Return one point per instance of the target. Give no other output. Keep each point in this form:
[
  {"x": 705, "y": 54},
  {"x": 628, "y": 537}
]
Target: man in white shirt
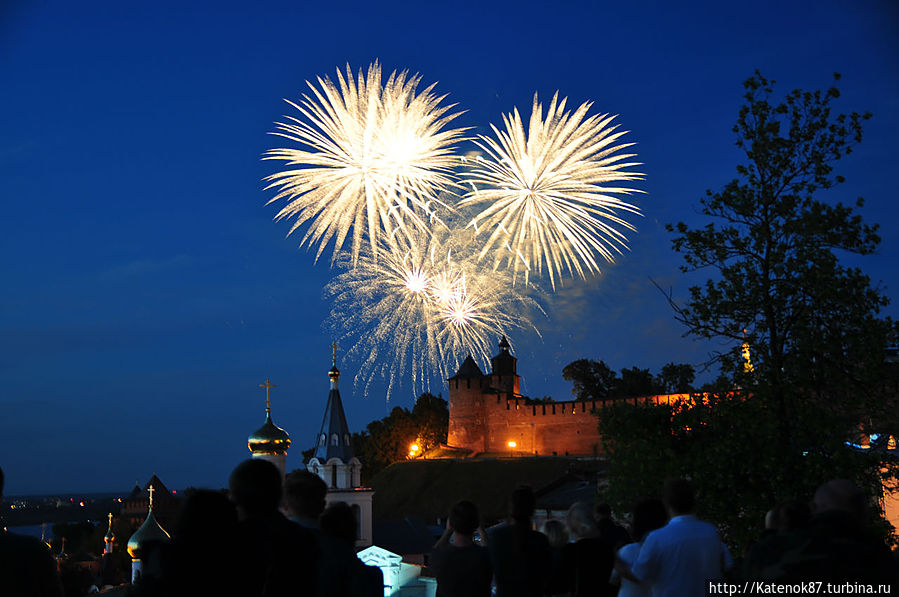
[{"x": 679, "y": 559}]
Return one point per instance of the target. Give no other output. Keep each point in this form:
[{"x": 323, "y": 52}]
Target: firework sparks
[
  {"x": 545, "y": 195},
  {"x": 421, "y": 306},
  {"x": 373, "y": 159}
]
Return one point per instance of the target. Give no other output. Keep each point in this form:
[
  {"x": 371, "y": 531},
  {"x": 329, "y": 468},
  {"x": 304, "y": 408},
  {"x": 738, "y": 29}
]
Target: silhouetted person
[
  {"x": 201, "y": 558},
  {"x": 680, "y": 558},
  {"x": 587, "y": 561},
  {"x": 26, "y": 567},
  {"x": 836, "y": 545},
  {"x": 304, "y": 494},
  {"x": 462, "y": 568},
  {"x": 278, "y": 556},
  {"x": 609, "y": 531},
  {"x": 648, "y": 516},
  {"x": 557, "y": 534},
  {"x": 339, "y": 522},
  {"x": 520, "y": 555}
]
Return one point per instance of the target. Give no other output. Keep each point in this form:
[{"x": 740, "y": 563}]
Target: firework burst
[
  {"x": 421, "y": 306},
  {"x": 373, "y": 160},
  {"x": 547, "y": 195}
]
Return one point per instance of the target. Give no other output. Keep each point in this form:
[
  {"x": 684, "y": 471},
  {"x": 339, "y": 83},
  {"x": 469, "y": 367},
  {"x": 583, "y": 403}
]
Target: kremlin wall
[{"x": 488, "y": 414}]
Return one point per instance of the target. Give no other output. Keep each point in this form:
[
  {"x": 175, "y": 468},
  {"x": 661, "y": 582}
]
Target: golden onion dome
[
  {"x": 149, "y": 531},
  {"x": 268, "y": 439}
]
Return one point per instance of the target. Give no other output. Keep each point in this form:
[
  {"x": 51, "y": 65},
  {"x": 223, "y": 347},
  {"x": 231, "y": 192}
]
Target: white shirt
[{"x": 679, "y": 559}]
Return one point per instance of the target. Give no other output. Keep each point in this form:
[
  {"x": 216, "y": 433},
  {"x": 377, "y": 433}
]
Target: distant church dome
[
  {"x": 149, "y": 531},
  {"x": 268, "y": 439}
]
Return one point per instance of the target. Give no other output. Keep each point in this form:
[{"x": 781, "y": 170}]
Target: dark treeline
[{"x": 594, "y": 380}]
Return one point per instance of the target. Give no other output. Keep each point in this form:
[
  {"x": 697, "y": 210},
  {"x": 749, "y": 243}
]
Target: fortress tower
[
  {"x": 488, "y": 414},
  {"x": 472, "y": 395}
]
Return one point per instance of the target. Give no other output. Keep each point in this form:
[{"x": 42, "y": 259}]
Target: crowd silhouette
[{"x": 241, "y": 543}]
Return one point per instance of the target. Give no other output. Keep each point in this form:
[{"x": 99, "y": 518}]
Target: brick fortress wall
[{"x": 486, "y": 412}]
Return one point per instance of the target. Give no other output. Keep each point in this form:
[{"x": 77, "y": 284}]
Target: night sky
[{"x": 146, "y": 290}]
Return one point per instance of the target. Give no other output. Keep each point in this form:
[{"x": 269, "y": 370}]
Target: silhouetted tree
[
  {"x": 635, "y": 382},
  {"x": 676, "y": 378},
  {"x": 593, "y": 380},
  {"x": 818, "y": 344}
]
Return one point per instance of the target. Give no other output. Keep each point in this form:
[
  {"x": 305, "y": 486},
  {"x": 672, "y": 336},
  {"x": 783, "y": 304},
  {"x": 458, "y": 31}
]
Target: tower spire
[
  {"x": 334, "y": 372},
  {"x": 268, "y": 385}
]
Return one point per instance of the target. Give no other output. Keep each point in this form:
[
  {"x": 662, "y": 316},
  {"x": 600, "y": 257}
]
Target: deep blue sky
[{"x": 146, "y": 291}]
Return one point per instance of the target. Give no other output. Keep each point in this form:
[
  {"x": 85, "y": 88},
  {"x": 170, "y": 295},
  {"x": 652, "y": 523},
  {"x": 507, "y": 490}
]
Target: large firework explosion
[
  {"x": 545, "y": 193},
  {"x": 375, "y": 160},
  {"x": 422, "y": 305},
  {"x": 433, "y": 273}
]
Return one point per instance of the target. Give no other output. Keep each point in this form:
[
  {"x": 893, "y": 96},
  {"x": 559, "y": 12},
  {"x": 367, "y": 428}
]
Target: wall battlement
[{"x": 487, "y": 412}]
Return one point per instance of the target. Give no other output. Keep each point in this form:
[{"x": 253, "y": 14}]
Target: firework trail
[
  {"x": 421, "y": 306},
  {"x": 373, "y": 160},
  {"x": 545, "y": 195}
]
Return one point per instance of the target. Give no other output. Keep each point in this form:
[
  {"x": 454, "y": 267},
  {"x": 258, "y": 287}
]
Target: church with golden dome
[{"x": 332, "y": 460}]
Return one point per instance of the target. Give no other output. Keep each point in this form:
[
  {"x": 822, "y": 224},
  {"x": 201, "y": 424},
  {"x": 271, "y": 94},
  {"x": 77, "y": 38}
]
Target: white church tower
[{"x": 334, "y": 461}]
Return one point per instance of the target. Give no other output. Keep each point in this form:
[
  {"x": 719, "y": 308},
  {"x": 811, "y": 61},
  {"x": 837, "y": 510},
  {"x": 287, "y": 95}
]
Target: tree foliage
[
  {"x": 594, "y": 380},
  {"x": 772, "y": 247},
  {"x": 387, "y": 440}
]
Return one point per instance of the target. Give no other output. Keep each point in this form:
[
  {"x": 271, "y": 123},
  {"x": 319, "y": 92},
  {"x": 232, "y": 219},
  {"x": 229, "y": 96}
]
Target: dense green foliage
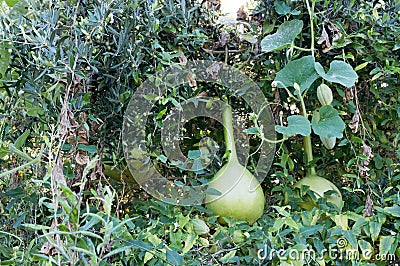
[{"x": 68, "y": 70}]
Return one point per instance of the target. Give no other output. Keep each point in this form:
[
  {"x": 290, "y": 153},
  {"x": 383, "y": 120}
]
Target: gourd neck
[{"x": 228, "y": 134}]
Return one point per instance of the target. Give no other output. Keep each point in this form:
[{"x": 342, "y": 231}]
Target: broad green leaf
[
  {"x": 351, "y": 238},
  {"x": 213, "y": 192},
  {"x": 300, "y": 71},
  {"x": 4, "y": 62},
  {"x": 326, "y": 122},
  {"x": 189, "y": 242},
  {"x": 174, "y": 257},
  {"x": 228, "y": 256},
  {"x": 11, "y": 3},
  {"x": 283, "y": 37},
  {"x": 36, "y": 227},
  {"x": 291, "y": 223},
  {"x": 339, "y": 72},
  {"x": 386, "y": 244},
  {"x": 297, "y": 124},
  {"x": 310, "y": 230},
  {"x": 374, "y": 230},
  {"x": 21, "y": 139},
  {"x": 366, "y": 249},
  {"x": 281, "y": 8},
  {"x": 394, "y": 210},
  {"x": 89, "y": 148}
]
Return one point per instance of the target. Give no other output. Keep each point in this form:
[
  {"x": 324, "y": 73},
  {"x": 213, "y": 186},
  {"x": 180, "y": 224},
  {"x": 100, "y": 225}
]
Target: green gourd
[
  {"x": 317, "y": 184},
  {"x": 242, "y": 197}
]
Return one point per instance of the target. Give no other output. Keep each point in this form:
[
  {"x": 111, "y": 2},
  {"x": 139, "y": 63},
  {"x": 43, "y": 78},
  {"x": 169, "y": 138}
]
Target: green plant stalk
[
  {"x": 311, "y": 14},
  {"x": 228, "y": 134},
  {"x": 307, "y": 139}
]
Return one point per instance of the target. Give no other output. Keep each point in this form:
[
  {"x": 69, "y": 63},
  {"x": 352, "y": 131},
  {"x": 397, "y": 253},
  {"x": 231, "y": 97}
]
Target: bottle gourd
[{"x": 242, "y": 197}]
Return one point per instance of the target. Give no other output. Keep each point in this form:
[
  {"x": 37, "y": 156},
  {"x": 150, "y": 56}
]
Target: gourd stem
[
  {"x": 228, "y": 133},
  {"x": 307, "y": 139},
  {"x": 311, "y": 14}
]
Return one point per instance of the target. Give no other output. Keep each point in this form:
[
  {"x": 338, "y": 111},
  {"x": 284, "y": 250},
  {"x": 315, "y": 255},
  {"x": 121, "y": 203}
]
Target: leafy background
[{"x": 68, "y": 70}]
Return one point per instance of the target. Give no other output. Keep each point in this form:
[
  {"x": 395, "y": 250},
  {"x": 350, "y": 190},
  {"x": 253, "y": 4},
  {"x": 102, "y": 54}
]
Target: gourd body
[
  {"x": 242, "y": 196},
  {"x": 319, "y": 186}
]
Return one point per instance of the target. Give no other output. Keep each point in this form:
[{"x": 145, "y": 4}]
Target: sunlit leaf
[
  {"x": 339, "y": 72},
  {"x": 326, "y": 122},
  {"x": 283, "y": 37},
  {"x": 301, "y": 71}
]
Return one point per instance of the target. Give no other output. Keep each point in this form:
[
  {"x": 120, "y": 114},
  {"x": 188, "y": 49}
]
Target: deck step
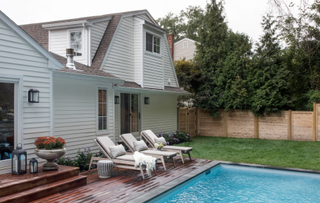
[
  {"x": 45, "y": 190},
  {"x": 13, "y": 184}
]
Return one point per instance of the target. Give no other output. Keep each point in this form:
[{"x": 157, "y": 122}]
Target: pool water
[{"x": 230, "y": 183}]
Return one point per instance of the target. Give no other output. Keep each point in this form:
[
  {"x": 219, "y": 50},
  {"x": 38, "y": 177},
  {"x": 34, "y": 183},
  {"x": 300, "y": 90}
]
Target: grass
[{"x": 283, "y": 153}]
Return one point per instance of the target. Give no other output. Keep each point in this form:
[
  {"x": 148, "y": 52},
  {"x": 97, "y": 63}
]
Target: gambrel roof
[{"x": 40, "y": 34}]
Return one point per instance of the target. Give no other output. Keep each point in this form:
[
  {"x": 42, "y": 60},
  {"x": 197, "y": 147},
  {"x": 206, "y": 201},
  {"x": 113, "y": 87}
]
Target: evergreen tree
[
  {"x": 269, "y": 86},
  {"x": 210, "y": 57}
]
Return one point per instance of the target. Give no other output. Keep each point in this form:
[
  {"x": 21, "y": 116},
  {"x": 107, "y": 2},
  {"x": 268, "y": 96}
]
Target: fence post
[
  {"x": 225, "y": 124},
  {"x": 314, "y": 122},
  {"x": 178, "y": 118},
  {"x": 289, "y": 125},
  {"x": 256, "y": 127}
]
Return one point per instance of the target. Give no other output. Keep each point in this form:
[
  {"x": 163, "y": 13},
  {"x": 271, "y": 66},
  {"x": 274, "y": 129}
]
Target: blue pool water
[{"x": 230, "y": 183}]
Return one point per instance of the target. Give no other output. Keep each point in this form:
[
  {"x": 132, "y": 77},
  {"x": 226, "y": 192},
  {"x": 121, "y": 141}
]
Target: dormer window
[
  {"x": 76, "y": 41},
  {"x": 152, "y": 43}
]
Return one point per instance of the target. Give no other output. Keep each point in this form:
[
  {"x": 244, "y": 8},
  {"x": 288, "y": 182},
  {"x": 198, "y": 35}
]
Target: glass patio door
[
  {"x": 129, "y": 113},
  {"x": 6, "y": 120}
]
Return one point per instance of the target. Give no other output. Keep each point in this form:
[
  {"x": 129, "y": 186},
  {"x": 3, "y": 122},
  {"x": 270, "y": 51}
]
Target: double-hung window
[
  {"x": 76, "y": 39},
  {"x": 102, "y": 109},
  {"x": 152, "y": 43}
]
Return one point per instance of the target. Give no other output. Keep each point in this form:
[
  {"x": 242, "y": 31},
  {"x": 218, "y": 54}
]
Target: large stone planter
[{"x": 50, "y": 156}]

==================================================

> OBJECTIVE: Please count the lines in the material above that contain the word "white", matching case exactly. Reply with the number alone.

> TASK RESULT: 3